Soal
Tolong tulis ulang baris mulai dari awal hingga baris yang memuat "[(171, 39), (15, 30), (317, 143)]" (baris itu ikut disertakan), termasuk permintaannya, dengan setiap angka koordinat titik pada jawaban digeser sebesar 54 (angka contoh format dalam permintaan tetap). Gambarnya tidak usah dicantumkan.

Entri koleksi
-=-=-=-=-

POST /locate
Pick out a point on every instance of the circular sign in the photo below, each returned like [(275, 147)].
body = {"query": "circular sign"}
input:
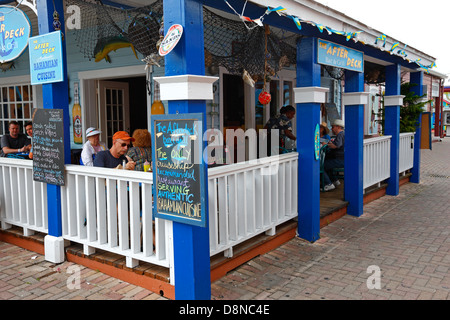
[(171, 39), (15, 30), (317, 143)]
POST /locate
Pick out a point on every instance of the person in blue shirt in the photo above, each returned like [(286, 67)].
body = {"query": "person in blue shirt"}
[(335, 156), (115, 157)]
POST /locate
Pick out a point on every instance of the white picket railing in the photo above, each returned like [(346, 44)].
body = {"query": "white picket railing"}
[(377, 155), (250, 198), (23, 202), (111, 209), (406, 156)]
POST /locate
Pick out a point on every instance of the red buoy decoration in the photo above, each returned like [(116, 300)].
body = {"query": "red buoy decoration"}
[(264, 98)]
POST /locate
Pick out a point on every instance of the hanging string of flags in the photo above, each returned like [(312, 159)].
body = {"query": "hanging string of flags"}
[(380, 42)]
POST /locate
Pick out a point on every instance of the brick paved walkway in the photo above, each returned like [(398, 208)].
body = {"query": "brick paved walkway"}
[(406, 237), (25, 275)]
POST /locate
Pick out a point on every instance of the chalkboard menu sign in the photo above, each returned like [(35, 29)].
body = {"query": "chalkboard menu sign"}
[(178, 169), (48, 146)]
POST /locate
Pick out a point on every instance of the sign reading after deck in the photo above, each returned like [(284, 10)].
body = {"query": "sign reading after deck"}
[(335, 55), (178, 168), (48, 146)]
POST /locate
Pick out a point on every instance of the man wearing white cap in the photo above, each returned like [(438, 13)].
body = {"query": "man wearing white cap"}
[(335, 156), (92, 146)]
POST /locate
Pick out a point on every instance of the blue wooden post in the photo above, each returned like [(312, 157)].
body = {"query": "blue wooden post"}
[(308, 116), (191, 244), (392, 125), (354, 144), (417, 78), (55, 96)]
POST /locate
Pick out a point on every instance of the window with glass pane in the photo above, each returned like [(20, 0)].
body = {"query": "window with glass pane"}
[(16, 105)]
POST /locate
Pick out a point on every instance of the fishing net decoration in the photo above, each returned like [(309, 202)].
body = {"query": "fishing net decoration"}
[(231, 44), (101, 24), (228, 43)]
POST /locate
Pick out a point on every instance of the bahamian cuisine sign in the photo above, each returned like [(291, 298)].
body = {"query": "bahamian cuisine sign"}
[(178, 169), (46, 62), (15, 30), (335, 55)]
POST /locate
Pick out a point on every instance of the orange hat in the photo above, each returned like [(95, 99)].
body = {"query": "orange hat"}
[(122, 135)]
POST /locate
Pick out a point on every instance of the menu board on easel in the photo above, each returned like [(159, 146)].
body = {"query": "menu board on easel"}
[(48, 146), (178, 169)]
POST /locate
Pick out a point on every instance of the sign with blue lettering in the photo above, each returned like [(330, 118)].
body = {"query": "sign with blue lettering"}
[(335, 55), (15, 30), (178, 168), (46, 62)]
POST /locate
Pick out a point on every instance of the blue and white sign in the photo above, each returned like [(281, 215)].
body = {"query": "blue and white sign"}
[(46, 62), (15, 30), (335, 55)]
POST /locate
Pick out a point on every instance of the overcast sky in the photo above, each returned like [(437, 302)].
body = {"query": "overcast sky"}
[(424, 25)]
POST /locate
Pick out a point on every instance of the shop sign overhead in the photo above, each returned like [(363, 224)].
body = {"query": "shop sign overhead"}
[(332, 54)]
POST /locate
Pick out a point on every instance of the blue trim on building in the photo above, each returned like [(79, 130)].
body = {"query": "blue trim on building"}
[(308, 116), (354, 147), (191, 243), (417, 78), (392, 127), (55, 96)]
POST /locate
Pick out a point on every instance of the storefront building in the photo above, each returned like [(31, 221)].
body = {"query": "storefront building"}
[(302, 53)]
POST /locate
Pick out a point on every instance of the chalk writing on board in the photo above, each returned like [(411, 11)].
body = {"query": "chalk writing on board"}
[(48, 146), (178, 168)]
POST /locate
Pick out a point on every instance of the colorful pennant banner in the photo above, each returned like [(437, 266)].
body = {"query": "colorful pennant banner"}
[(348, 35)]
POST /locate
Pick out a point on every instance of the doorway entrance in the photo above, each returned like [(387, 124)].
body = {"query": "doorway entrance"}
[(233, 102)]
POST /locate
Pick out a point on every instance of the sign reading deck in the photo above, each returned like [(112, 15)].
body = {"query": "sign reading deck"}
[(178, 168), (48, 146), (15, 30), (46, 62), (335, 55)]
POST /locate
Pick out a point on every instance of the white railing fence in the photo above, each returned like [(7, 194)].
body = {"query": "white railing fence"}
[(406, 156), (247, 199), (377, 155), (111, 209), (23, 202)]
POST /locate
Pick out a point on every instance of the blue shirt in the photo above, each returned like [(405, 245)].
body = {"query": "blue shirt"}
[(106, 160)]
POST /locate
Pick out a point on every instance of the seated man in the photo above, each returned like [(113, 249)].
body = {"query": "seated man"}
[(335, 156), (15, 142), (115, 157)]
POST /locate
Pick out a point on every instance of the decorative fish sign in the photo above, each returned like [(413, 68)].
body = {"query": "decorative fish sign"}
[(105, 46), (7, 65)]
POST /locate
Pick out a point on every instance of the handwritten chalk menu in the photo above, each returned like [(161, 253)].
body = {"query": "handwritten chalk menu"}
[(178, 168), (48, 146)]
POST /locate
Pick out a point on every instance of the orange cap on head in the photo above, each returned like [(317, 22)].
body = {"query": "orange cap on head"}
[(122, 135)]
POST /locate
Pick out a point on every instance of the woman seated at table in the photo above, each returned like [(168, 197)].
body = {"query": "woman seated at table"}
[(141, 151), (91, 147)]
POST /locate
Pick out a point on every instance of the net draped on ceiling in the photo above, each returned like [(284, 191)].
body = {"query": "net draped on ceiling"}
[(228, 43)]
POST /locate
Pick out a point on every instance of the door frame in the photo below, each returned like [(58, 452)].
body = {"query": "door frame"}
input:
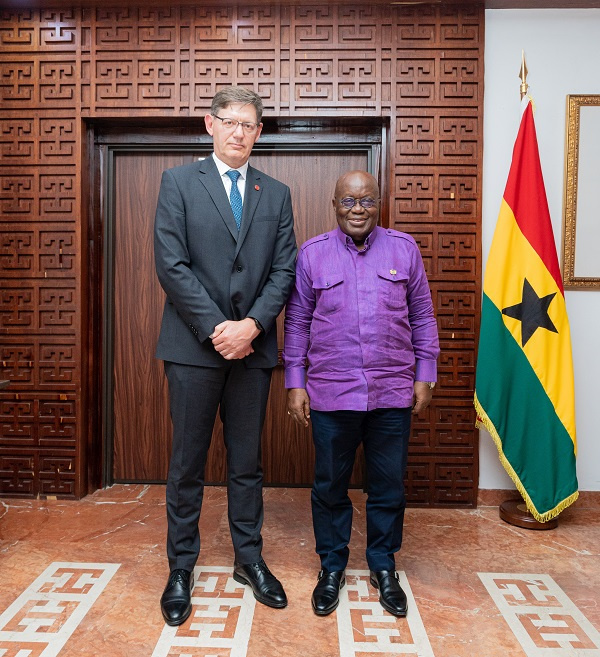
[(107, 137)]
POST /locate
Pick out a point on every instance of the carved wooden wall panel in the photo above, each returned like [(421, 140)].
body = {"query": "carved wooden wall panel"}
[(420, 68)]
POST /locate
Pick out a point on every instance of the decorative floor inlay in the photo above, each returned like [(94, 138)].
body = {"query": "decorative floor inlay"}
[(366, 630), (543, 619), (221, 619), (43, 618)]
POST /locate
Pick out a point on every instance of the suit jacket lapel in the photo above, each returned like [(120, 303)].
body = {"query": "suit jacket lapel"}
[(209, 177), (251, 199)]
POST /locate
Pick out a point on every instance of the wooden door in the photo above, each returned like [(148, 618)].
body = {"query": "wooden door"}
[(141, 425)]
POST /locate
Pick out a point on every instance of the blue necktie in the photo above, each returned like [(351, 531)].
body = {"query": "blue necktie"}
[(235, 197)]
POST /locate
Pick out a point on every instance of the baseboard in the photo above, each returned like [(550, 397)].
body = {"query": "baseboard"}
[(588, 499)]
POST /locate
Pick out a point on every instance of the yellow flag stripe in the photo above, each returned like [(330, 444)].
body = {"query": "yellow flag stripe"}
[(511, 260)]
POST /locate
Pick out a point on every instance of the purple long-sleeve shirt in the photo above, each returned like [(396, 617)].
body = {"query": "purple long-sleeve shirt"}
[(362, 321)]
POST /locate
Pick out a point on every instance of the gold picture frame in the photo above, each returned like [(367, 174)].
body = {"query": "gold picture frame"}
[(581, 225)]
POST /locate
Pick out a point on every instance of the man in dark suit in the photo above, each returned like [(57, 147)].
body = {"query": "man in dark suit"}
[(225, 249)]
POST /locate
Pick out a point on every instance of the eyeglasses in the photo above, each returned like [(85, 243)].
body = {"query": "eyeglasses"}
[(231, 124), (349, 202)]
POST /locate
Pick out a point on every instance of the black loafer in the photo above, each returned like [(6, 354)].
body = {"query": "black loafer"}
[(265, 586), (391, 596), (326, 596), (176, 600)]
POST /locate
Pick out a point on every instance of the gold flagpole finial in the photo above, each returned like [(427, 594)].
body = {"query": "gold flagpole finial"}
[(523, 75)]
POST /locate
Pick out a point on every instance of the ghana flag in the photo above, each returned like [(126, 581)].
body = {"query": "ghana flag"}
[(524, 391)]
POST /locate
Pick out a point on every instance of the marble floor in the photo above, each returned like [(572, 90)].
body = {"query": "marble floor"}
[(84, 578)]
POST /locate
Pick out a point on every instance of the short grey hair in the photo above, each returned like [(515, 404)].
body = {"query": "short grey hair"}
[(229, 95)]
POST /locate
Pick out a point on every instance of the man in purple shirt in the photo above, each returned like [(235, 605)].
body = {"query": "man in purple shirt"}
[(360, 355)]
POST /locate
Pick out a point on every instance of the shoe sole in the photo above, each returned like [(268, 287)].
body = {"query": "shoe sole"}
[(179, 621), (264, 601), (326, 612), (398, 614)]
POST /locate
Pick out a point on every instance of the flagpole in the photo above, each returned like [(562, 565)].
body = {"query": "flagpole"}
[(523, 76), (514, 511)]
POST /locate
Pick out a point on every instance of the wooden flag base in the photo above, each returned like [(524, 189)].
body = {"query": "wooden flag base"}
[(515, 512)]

-=-=-=-=-

Jawaban
POST /locate
Pick out a point on every instance of the circular sign in the photo below, each returned like [(275, 147)].
body = {"query": "circular sign"}
input:
[(225, 93), (69, 84), (371, 197)]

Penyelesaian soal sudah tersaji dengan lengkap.